> Lesetext:

Die Ermittelung des Preises, um welchen die vor Anker liegenden neun Kriegsschiffe zum Zweck des Umbaues in Handelsschiffe anzubringen sein dürften, mußte begreiflich meine erste Aufgabe sein. Das Resultat fiel gegen das von der Marinecommission aufgestellte Taxat so enorm gering aus (kaum 25 Procent), und war dennoch so motivirt mit dem klarsten Calcul nachgewiesen, daß ich zu der Ueberzeugung gelangte, nur dann, wenn die Schiffe nach ihrer eigentlichen Bestimmung als Kriegsschiffe verkäuflich anzubringen seien, der an zwei Millionen Gulden anzuschlagende Verlust namhaft gemindert werden könnte. Da man mir inzwischen schon in Frankfurt die Andeutung gemacht hatte, daß bei dem Verkauf dieser Flotte an irgend eine europäische Seemacht auch noch manche politische Bedenken aufstoßen dürften, so konnte begreiflich nur ein transatlantischer Markt in Consideration gezogen werden. Unter diesen Umständen glaubte ich, daß ohnerachtet die von Seiten Hannover und Oldenburg mit so großem Eifer angeregten Anträge auf Erhaltung der Flotte durch einen Bundestagsbeschluß verworfen worden waren, doch zwei neue wichtige Momente vorlägen, um diese Frage bei dem Bundestage noch einmal zu reproponiren.
Es gründeten sich diese
1) auf den Umstand, daß bei der früheren Verhandlung die Voraussetzung, die vorhandenen Kriegsdampfschiffe würden zum Zweck des Umbaues in Handels- und Transportschiffe mit mäßigem Verlust verkäuflich anzubringen sein, durchaus als fehlgeschlagen sich darstellte, und ein solcher Verkauf ohne die enormsten Verluste nicht zu realisiren sei;
2) auf die Thatsache, daß sowohl Oesterreich als Preußen, seit jenem Beschluß, zur Erwerbung einer Marine Anstalten getroffen hatten.
Ich gründete hierauf den Vorschlag:
- a) eine der kleinen Kriegscorvetten im Interesse von Hannover, Hamburg und der Elbuferstaaten in die Elbe;
- b) eine Zweite im Interesse von Oldenburg, Bremen und der Wesergebietsstaaten in die Weser zu legen,
- c) die übrigen Schiffe aber zu gleichen Theilen an Oesterreich und Preußen, sei es selbst unentgeltlich, zu vertheilen.

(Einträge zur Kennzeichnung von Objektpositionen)
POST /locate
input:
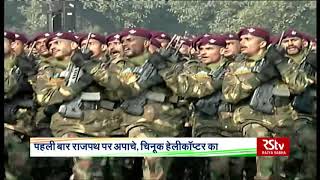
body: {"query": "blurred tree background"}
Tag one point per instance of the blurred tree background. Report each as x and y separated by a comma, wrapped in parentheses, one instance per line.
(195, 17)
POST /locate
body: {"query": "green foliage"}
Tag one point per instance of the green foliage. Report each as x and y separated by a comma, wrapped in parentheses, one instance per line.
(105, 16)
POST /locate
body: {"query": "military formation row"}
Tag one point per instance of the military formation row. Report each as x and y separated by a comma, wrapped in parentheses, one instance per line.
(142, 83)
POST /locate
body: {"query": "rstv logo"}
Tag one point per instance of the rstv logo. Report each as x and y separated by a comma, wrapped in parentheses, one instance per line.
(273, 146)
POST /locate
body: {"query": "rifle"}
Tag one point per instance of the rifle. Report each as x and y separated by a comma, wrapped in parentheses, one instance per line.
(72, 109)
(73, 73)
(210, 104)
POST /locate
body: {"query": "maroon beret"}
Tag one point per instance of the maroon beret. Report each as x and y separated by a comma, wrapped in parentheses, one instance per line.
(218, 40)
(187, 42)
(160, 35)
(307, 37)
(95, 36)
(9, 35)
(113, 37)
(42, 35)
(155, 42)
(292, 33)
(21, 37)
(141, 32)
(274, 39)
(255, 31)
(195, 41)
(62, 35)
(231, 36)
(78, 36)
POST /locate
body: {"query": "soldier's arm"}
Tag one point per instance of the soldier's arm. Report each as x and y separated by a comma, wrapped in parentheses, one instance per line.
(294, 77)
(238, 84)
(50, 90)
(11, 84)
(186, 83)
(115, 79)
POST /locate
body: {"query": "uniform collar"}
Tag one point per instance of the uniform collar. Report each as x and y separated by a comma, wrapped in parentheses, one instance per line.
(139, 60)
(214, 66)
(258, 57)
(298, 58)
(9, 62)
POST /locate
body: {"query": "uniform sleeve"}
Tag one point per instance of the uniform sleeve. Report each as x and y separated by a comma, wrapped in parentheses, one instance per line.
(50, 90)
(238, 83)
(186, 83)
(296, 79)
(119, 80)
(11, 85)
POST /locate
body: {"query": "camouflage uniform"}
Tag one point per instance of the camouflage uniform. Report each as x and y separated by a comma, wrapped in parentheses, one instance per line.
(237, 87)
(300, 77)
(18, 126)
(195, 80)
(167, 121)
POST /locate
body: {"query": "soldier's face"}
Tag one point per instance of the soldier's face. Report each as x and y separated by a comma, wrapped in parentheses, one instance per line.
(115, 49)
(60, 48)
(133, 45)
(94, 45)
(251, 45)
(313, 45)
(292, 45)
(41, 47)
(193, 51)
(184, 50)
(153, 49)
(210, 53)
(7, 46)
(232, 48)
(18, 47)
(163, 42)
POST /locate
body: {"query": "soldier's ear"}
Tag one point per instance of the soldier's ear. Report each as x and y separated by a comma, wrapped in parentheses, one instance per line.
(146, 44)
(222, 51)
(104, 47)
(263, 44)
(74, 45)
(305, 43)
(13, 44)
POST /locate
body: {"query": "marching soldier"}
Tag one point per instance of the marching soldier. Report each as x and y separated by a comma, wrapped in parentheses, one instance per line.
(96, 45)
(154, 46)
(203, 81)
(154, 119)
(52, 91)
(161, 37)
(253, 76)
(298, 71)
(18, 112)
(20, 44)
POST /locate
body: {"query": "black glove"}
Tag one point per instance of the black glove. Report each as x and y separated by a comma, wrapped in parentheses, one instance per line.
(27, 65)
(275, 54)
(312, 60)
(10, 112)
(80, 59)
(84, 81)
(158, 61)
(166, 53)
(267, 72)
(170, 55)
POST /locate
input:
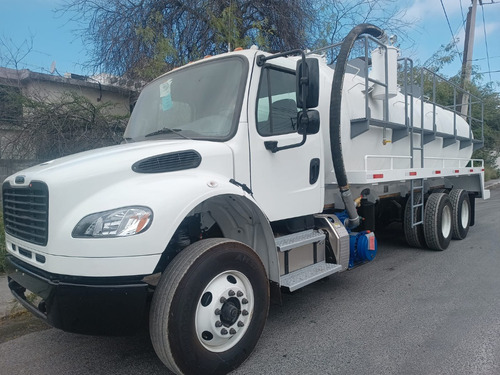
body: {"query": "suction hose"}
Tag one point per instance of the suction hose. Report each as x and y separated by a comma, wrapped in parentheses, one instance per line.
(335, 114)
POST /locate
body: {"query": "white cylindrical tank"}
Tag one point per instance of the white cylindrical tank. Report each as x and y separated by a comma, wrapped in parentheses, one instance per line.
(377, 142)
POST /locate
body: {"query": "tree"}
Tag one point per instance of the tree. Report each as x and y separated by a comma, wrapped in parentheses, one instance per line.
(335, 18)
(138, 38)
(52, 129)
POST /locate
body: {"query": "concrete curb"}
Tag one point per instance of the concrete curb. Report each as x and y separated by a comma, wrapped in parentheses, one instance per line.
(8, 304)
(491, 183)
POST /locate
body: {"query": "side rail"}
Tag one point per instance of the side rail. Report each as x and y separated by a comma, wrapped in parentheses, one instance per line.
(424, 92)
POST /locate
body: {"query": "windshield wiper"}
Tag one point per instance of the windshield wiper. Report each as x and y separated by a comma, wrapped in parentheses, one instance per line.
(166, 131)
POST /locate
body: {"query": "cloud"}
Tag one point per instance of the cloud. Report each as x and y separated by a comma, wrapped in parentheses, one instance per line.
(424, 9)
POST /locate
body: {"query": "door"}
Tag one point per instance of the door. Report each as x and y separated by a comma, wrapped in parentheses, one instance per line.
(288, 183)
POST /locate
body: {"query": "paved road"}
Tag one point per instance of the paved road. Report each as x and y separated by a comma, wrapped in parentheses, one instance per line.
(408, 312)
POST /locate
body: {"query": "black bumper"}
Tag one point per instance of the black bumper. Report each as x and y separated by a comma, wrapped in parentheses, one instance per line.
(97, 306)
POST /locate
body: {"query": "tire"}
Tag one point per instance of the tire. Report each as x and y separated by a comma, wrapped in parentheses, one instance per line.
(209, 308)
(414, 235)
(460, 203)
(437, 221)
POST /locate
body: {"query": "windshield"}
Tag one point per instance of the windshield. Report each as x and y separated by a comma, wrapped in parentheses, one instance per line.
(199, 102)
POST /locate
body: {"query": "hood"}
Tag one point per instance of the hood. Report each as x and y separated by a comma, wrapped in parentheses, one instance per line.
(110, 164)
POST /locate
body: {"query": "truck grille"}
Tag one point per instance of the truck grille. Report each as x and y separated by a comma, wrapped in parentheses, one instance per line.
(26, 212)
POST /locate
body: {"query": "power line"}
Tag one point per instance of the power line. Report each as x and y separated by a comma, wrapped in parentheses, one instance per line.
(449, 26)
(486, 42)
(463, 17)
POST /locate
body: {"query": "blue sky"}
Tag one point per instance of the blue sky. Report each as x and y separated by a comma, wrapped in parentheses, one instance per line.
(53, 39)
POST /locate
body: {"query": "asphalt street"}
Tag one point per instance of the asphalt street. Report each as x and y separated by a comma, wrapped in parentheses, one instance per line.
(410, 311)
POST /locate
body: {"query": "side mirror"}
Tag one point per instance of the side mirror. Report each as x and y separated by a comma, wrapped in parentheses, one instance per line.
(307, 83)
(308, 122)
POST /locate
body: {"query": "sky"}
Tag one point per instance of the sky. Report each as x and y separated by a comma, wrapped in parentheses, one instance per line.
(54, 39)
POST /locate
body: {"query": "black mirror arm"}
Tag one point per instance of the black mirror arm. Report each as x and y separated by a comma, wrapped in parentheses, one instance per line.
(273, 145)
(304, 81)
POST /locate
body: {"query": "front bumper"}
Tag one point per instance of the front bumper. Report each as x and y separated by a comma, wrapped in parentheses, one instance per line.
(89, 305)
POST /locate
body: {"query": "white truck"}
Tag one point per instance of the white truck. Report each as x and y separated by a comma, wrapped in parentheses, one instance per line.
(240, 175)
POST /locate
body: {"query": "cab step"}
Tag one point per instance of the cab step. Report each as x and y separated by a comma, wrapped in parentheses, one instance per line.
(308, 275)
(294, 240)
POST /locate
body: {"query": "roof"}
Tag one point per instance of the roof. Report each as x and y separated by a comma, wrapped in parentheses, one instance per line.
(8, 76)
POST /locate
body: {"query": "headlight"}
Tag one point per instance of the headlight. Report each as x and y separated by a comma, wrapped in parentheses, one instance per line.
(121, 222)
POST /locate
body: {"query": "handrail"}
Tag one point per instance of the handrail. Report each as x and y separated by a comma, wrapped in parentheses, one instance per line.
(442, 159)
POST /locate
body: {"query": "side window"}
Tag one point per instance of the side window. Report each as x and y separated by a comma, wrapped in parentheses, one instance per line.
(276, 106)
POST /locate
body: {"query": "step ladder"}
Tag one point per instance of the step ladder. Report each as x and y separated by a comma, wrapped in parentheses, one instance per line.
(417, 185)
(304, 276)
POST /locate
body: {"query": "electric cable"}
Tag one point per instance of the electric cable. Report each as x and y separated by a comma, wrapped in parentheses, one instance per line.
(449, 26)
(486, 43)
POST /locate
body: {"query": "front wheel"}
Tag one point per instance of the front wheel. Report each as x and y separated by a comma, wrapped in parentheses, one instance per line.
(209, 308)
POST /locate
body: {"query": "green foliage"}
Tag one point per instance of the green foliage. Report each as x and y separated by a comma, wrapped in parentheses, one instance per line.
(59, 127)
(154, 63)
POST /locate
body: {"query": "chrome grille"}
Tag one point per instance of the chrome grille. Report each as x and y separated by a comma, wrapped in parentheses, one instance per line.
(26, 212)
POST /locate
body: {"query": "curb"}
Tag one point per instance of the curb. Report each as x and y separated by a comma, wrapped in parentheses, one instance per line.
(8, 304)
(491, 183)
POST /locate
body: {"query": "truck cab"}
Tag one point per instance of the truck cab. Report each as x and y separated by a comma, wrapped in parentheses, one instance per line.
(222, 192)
...
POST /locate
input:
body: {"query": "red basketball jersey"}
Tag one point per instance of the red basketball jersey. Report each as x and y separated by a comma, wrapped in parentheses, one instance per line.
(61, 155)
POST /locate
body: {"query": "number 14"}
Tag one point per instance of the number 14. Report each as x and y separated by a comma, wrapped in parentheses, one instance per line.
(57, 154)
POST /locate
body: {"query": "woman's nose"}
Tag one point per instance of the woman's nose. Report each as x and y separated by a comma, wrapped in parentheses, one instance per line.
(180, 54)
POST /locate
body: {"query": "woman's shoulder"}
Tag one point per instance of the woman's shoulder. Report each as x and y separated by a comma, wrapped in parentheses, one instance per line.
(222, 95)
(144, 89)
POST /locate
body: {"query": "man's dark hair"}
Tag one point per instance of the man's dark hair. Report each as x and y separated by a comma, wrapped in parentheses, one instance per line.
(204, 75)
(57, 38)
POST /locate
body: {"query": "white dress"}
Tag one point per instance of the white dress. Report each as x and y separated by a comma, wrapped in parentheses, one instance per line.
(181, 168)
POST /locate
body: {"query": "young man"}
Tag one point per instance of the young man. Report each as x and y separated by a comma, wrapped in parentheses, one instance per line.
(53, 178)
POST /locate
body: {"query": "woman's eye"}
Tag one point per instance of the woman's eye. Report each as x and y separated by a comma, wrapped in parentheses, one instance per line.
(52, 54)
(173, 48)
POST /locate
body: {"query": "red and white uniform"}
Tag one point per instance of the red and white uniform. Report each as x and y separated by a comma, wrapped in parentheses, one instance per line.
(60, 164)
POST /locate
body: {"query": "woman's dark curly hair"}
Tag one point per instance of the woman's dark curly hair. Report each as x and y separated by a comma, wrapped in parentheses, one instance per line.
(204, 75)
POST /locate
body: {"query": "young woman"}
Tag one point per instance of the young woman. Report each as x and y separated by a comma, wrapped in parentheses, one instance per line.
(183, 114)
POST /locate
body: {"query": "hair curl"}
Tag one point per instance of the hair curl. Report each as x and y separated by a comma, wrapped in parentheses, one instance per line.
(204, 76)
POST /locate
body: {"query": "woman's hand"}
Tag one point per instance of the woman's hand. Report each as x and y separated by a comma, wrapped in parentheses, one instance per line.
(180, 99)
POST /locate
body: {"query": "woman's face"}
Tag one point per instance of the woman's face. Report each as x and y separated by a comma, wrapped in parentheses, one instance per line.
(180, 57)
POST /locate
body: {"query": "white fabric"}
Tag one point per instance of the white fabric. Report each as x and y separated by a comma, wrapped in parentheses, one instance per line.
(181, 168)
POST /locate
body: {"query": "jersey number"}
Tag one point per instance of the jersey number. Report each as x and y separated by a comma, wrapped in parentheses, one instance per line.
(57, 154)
---
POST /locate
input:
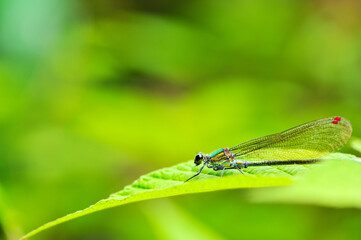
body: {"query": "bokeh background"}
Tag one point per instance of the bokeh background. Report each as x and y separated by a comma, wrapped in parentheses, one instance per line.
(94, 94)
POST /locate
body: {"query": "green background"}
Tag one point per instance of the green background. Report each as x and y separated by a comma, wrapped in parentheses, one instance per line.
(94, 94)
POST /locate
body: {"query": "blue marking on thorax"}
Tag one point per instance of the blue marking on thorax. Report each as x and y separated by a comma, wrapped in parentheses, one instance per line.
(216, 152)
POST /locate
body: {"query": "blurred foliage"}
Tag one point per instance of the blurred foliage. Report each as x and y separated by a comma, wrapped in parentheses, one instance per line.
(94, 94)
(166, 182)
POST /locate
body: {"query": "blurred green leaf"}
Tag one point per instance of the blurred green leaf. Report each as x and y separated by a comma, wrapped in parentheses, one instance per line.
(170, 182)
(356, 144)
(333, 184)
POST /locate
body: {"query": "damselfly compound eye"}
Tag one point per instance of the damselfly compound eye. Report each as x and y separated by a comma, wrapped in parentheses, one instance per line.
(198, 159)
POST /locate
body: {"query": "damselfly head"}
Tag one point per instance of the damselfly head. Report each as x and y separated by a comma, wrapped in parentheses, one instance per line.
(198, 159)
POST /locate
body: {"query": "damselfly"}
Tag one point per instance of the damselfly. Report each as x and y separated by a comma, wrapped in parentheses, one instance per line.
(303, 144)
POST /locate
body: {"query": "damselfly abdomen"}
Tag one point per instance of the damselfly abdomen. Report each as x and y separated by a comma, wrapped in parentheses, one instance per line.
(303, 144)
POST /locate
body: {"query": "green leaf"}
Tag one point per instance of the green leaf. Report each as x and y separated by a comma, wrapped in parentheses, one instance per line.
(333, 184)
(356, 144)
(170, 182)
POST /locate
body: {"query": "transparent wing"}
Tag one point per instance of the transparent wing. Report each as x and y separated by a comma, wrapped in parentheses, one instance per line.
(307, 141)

> Übungsaufgaben:
**A)** Beantworten Sie die folgenden Fragen zum Lesetext:
(i) Wie viele Kriegsschiffe lagen vor Anker?
(ii) Welche beiden Staaten hatten seit dem Beschluss Anstalten zur Erwerbung einer Marine getroffen?
(iii) In welchen Fluss sollte nach Punkt b) des Vorschlags die zweite Korvette gelegt werden?
**B)** Schreiben Sie aus dem Lesetext die Stelle von „Ich gründete hierauf“ bis einschließlich „unentgeltlich, zu vertheilen.“ wörtlich ab.
Das Material steht in keinem Zusammenhang mit dem Lesetext.

> Lösungen:
**A)**
(i) Neun Kriegsschiffe.
(ii) Österreich und Preußen.
(iii) In die Weser.

**B)**
Ich gründete hierauf den Vorschlag:
- a) eine der kleinen Kriegscorvetten im Interesse von Hannover, Hamburg und der Elbuferstaaten in die Elbe;
- b) eine Zweite im Interesse von Oldenburg, Bremen und der Wesergebietsstaaten in die Weser zu legen,
- c) die übrigen Schiffe aber zu gleichen Theilen an Oesterreich und Preußen, sei es selbst unentgeltlich, zu vertheilen.